■ PROVIDED RECORDS ■
[START]

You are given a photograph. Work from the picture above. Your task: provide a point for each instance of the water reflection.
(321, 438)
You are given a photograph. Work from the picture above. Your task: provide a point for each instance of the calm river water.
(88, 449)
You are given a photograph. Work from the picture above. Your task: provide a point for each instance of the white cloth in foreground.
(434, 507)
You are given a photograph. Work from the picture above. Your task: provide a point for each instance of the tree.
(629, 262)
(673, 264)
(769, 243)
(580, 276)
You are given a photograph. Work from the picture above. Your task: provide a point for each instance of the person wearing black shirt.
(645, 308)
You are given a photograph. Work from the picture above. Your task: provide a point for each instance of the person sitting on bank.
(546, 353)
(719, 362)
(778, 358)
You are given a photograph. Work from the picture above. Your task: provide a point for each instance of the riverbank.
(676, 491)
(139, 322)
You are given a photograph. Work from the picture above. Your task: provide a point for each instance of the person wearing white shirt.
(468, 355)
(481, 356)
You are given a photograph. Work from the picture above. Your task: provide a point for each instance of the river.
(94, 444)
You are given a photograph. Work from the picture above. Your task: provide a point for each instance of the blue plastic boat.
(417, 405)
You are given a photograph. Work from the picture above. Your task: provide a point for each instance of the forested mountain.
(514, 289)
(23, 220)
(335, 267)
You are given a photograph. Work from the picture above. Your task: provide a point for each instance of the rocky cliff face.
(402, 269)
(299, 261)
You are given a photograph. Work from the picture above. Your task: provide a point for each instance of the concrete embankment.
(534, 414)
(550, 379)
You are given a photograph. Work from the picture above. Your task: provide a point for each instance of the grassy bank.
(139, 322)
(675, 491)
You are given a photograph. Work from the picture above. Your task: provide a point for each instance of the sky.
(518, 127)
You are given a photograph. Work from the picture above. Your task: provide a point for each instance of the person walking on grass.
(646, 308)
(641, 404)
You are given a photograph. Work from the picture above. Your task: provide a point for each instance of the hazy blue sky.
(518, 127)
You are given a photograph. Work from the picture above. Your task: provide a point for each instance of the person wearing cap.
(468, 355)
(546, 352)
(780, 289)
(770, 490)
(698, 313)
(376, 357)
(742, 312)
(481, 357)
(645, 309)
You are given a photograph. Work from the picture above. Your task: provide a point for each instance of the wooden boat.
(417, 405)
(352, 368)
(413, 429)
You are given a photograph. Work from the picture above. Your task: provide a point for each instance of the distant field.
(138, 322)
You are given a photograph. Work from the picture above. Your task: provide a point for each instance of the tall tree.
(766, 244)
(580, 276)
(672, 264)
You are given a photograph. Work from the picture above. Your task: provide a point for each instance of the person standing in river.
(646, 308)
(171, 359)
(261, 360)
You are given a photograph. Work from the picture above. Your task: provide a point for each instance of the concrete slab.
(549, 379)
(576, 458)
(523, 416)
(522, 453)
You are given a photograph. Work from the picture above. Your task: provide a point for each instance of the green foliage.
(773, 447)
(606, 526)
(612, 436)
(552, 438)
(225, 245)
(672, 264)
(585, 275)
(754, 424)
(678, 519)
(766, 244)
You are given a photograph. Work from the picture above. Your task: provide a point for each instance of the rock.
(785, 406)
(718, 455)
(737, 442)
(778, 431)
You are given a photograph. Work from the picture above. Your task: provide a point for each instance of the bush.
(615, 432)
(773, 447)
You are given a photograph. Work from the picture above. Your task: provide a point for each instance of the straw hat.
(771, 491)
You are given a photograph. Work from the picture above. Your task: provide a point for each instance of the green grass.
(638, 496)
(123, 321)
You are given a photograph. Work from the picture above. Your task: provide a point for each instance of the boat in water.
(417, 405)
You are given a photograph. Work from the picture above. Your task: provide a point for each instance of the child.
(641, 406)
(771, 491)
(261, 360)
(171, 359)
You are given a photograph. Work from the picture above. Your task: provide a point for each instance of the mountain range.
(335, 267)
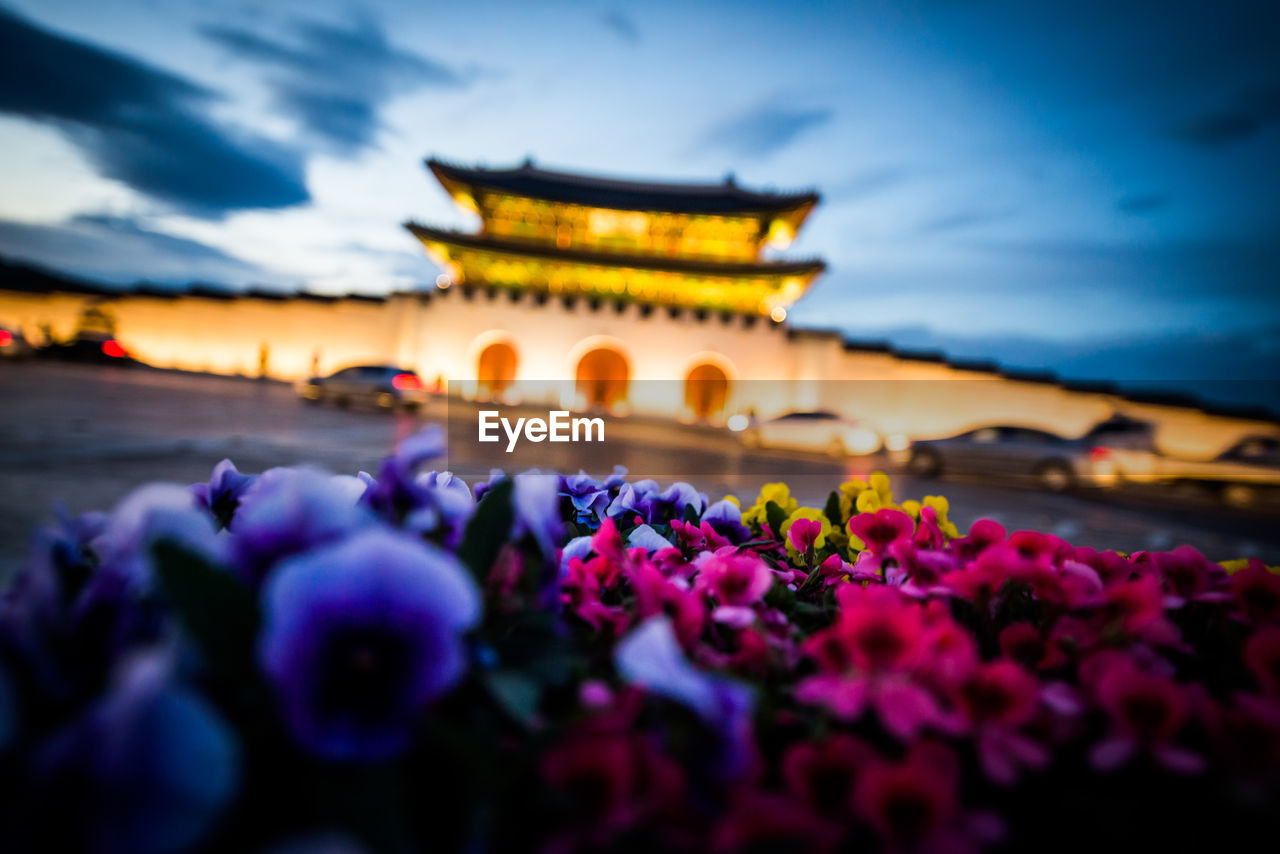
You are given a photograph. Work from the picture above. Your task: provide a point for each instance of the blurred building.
(585, 292)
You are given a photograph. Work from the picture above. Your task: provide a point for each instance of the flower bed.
(297, 661)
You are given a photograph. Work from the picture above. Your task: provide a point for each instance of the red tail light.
(406, 382)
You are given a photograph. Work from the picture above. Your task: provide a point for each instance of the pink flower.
(912, 800)
(1147, 711)
(929, 534)
(736, 580)
(823, 773)
(1022, 642)
(1257, 593)
(609, 782)
(759, 821)
(997, 700)
(1187, 574)
(882, 528)
(1262, 658)
(867, 661)
(983, 534)
(804, 533)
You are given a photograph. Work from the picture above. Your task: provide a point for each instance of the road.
(87, 434)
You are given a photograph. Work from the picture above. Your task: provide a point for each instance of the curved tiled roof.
(534, 182)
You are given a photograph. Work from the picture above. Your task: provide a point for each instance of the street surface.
(87, 434)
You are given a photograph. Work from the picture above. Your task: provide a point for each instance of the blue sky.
(1051, 170)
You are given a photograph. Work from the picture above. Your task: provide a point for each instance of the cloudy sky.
(1019, 170)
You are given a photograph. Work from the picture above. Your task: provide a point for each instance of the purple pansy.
(589, 496)
(634, 499)
(644, 537)
(147, 770)
(222, 494)
(288, 511)
(652, 658)
(360, 636)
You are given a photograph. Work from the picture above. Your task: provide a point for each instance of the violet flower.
(359, 636)
(222, 494)
(652, 658)
(147, 770)
(289, 511)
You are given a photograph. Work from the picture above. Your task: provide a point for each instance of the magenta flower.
(882, 528)
(824, 773)
(1188, 575)
(1262, 658)
(359, 636)
(983, 534)
(867, 660)
(804, 533)
(1257, 593)
(736, 580)
(997, 700)
(912, 800)
(1147, 711)
(612, 781)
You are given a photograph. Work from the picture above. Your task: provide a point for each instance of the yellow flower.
(880, 483)
(849, 492)
(869, 501)
(1240, 562)
(776, 492)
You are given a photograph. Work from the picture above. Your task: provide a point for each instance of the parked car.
(383, 386)
(13, 343)
(821, 432)
(1048, 460)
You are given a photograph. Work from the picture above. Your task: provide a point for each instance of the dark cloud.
(1142, 204)
(142, 126)
(764, 131)
(334, 78)
(1247, 117)
(122, 250)
(622, 26)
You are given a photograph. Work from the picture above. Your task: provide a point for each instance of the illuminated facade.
(693, 246)
(594, 293)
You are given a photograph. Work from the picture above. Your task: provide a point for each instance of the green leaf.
(832, 510)
(488, 530)
(517, 694)
(775, 515)
(216, 610)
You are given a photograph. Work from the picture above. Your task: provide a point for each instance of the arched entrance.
(705, 389)
(496, 369)
(602, 377)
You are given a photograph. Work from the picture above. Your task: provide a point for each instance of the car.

[END]

■ SHORT PROBLEM ■
Set down the material above as is, without any pictures.

■ FINISHED ANSWER ■
You are given a photograph. Work from the picture above. Your task: provide a point for each instance of the water reflection.
(321, 438)
You are given a photograph. Work from the picture above. Your task: provide a point for each instance of the calm river water.
(88, 449)
You are given a photograph. Work from the picture above. Your task: provide a point for each instance of the white cloth in foreground.
(434, 507)
You are given a photograph. Work from the picture above. Your task: provide a point for each instance of the tree.
(629, 262)
(673, 264)
(769, 243)
(580, 276)
You are given a photograph. Work from the picture above. Your task: provide a point for each instance of the person wearing black shirt.
(645, 308)
You are given a photograph. Work from the picture above. Your task: provide a point for each instance of the person sitting on bank.
(546, 353)
(719, 362)
(778, 358)
You are given a photograph. Work from the picture above. Your task: provide a point for each instance of the riverbank.
(676, 491)
(139, 322)
You are given a photograph. Work from the picture above. Your task: provide a point for each instance of the person wearing white shirt.
(468, 355)
(481, 356)
You are given a photograph. Work from the picture above. Your task: provide a point for each instance of the river.
(94, 444)
You are given a photograph. Work from the picture above. Your task: provide a point for each instance of the blue plastic boat.
(417, 405)
You are given a photograph. Work from the picture above. Your task: provide a point for each instance of the forested mountain.
(514, 289)
(23, 220)
(335, 267)
You are given a photograph. Work from the picture above. Your task: provide a point for each instance of the rocky cliff face.
(402, 269)
(299, 261)
You are given a photograph. Work from the picture above. Your task: provide a point for each instance of the concrete embankment.
(534, 414)
(550, 379)
You are given a photograph. Work from the picture above. Your task: provide a point for each instance of the grassy bank.
(139, 322)
(675, 491)
You are given a photograph. Work from the picture above. Your task: provide a point for each instance of the sky.
(518, 127)
You are given a photograph. Work from the picture above. Your task: provide a point for each instance of the person walking on grass.
(646, 308)
(641, 404)
You are given a photograph. Work from the picture above. Your task: provide a point for each instance of the hazy blue sky.
(518, 127)
You are given a photograph. Work from the picture above. Your task: provide a point for each instance of the person wearing cap.
(468, 355)
(546, 352)
(780, 289)
(770, 490)
(698, 313)
(376, 357)
(742, 312)
(481, 357)
(645, 309)
You are given a photograph. Work from the picture above. Your task: provide a point for each instance of the wooden boat.
(417, 405)
(352, 368)
(413, 429)
You are given a photograph. Work from the picture above. Your task: provide a point for each instance of the distant field.
(138, 322)
You are given a photograph. Work from the picture above. Your task: provide a point for each instance of the tall tree.
(766, 244)
(580, 276)
(672, 264)
You are given a photograph. Work from the picture above. Your task: provide a point for each instance of the person standing in river.
(646, 308)
(171, 359)
(261, 360)
You are given a photograph. Work from the picture above. Your task: provide a point for each instance of the concrete slab.
(549, 379)
(576, 458)
(523, 416)
(522, 453)
You are given a photograph. Work from the picture above. Your task: provide a point for each instance of the green foliage.
(773, 447)
(606, 526)
(612, 436)
(552, 438)
(225, 245)
(672, 264)
(585, 275)
(754, 424)
(678, 519)
(766, 244)
You are given a photograph. Work from the picture above. Your task: provide a point for each instance of the rock.
(785, 406)
(718, 455)
(737, 442)
(778, 431)
You are given a photograph. Work from the picture above. Your task: provide a point for each instance of the bush.
(615, 432)
(773, 447)
You are given a photograph. Work from the picture above. Your task: provide a point for each instance of the straw hat.
(771, 491)
You are given a photograph. Work from the picture above. Your task: provide a point for each instance of the green grass.
(638, 496)
(123, 321)
You are given a photograph. Work from the picture above. Your task: provide a point for each instance of the boat in water.
(417, 405)
You are given a photograph. Work from the picture above. Your task: provide a point for each instance of the child.
(641, 406)
(771, 491)
(261, 360)
(171, 359)
You are given a photograph. Work from the picture above. Your task: provide a point for each instance of the mountain range.
(335, 267)
You are given a photograph. Work from the picture above. Your task: provide a point for each instance of the blurred building.
(585, 292)
You are given a photograph. Work from the picture above. Your task: provide a point for each instance of the flower bed.
(297, 661)
You are given a photograph. Work from the picture above. Your task: provide a point for each instance of the red tail light.
(406, 382)
You are given a photograph. Work from the picture above. Your task: provide a point for each instance of the pink flower.
(912, 800)
(1147, 711)
(929, 534)
(736, 580)
(823, 773)
(1022, 642)
(1257, 593)
(609, 782)
(759, 821)
(997, 700)
(1187, 574)
(882, 528)
(1262, 658)
(867, 661)
(983, 534)
(804, 533)
You are given a photograph. Work from the picture above. Your task: provide a point for each instance of the road.
(87, 434)
You are given a photograph. Work from the picture above. Your task: provide a point for each instance of the curved tiled roof.
(534, 182)
You are given a photograph. Work from the picture above. Your task: provide a point for each instance of the street surface.
(87, 434)
You are given a photograph. Work from the picture above. Your task: provide a point for each instance of the blue sky.
(1051, 170)
You are given a photograph. Work from the picture above. Your task: provide a point for each instance of the cloudy sky.
(1019, 170)
You are given a photograph. Work from the picture above. Your task: provide a point for each instance of the purple pansy.
(589, 496)
(634, 499)
(644, 537)
(147, 770)
(222, 494)
(288, 511)
(652, 658)
(360, 636)
You are given a photograph. Work from the picture above. Your task: provide a point for each instance of the violet flower.
(359, 636)
(222, 494)
(652, 658)
(147, 770)
(289, 511)
You are given a photograph. Work from the picture above. Your task: provide a point for each instance of the magenta flower.
(882, 528)
(824, 773)
(1188, 575)
(1262, 658)
(359, 636)
(983, 534)
(867, 660)
(804, 533)
(1257, 593)
(736, 580)
(997, 700)
(912, 800)
(1147, 711)
(612, 781)
You are given a photograph. Work from the picture above. Your task: provide a point for each instance of the yellow flower.
(880, 483)
(849, 492)
(869, 501)
(1240, 562)
(776, 492)
You are given a photograph. Work from the picture above. Your task: provide a point for each instance of the parked car.
(383, 386)
(13, 343)
(821, 432)
(1048, 460)
You are given a photograph. Work from the picture above. Your task: provide a point for each instance of the dark cloud.
(1142, 204)
(142, 126)
(764, 131)
(334, 78)
(1247, 117)
(122, 250)
(622, 26)
You are given a photograph. Work from the picture above. Your task: provide a point for each instance of the illuminated facade.
(693, 246)
(594, 293)
You are given a photograph. Work from the picture above. Your task: provide a point for each instance of the green leaf.
(832, 510)
(488, 530)
(517, 694)
(775, 515)
(216, 610)
You are given a photograph. Work from the picture above. Your task: provide a point for each instance of the arched entrance.
(705, 389)
(496, 369)
(602, 377)
You are given a photograph. Work from the picture above. Your task: provide a point for each instance of the car.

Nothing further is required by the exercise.